SOURCE MATERIAL:
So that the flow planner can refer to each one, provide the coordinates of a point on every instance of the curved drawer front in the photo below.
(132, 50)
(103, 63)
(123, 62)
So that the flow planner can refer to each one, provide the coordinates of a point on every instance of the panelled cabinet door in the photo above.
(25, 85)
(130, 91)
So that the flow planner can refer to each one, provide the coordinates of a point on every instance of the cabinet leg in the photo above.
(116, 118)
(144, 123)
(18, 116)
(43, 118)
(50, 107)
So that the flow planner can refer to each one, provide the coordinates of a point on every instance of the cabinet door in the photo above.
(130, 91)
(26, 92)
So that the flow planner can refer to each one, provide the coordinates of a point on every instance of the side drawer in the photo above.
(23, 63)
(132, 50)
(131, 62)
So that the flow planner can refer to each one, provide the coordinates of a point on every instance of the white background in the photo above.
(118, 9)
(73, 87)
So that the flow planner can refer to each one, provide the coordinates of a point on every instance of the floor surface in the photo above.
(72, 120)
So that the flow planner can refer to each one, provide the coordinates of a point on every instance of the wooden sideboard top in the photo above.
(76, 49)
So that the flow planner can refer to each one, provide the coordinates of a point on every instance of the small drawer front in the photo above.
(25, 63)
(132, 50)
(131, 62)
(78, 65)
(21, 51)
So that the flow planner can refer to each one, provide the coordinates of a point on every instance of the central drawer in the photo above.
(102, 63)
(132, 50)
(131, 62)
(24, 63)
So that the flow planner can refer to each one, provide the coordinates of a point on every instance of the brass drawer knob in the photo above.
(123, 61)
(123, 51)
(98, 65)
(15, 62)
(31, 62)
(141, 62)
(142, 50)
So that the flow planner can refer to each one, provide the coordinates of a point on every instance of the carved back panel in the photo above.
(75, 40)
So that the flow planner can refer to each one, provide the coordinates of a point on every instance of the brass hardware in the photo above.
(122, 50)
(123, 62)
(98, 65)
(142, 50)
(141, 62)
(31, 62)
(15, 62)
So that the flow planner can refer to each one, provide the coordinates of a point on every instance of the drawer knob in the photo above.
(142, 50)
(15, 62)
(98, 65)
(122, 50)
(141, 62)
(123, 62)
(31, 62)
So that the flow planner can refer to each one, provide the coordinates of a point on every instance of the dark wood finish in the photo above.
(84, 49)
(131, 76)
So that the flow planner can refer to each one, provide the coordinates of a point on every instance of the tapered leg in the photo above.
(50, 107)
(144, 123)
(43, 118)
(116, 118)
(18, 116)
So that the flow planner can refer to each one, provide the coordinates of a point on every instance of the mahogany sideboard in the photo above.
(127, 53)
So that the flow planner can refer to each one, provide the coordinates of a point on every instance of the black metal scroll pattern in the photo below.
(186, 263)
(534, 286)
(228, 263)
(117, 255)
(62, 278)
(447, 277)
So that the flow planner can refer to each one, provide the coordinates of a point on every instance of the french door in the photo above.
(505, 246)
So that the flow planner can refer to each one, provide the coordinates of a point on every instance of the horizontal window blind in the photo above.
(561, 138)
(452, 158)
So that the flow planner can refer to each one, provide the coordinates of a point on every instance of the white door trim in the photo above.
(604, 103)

AIM OF THE TASK: Update the listing from the line that contains "tapered leg in the photo above." through the end of the listing, replacing "flow planner" with "route planner" and leaving everything else unchanged. Give only those lines.

EXERCISE OUTPUT:
So that the route planner can refer to each one, provide the coordinates of a point on every instance of the tapered leg in the photo above.
(50, 107)
(144, 123)
(43, 118)
(116, 118)
(18, 116)
So that the route planner can refer to each one, provide the coordinates of a point on every instance of the mahogany sideboard in the photo above.
(127, 53)
So that the route planner can refer to each one, provide the coordinates of a point on every instance of the black metal scroll pattern in the photo below.
(186, 263)
(534, 286)
(228, 263)
(117, 255)
(62, 278)
(447, 277)
So that the route planner can refer to each one, provide the coordinates of a point on every instance of the french door in the photo above.
(505, 246)
So that the route planner can refer to each one, provide the coordinates of a point on every instance of the horizontal window blind in the photo above.
(561, 138)
(452, 158)
So that the route planner can refer to each one, provide the coordinates of a point on every instance of the white door trim in the photo above.
(604, 103)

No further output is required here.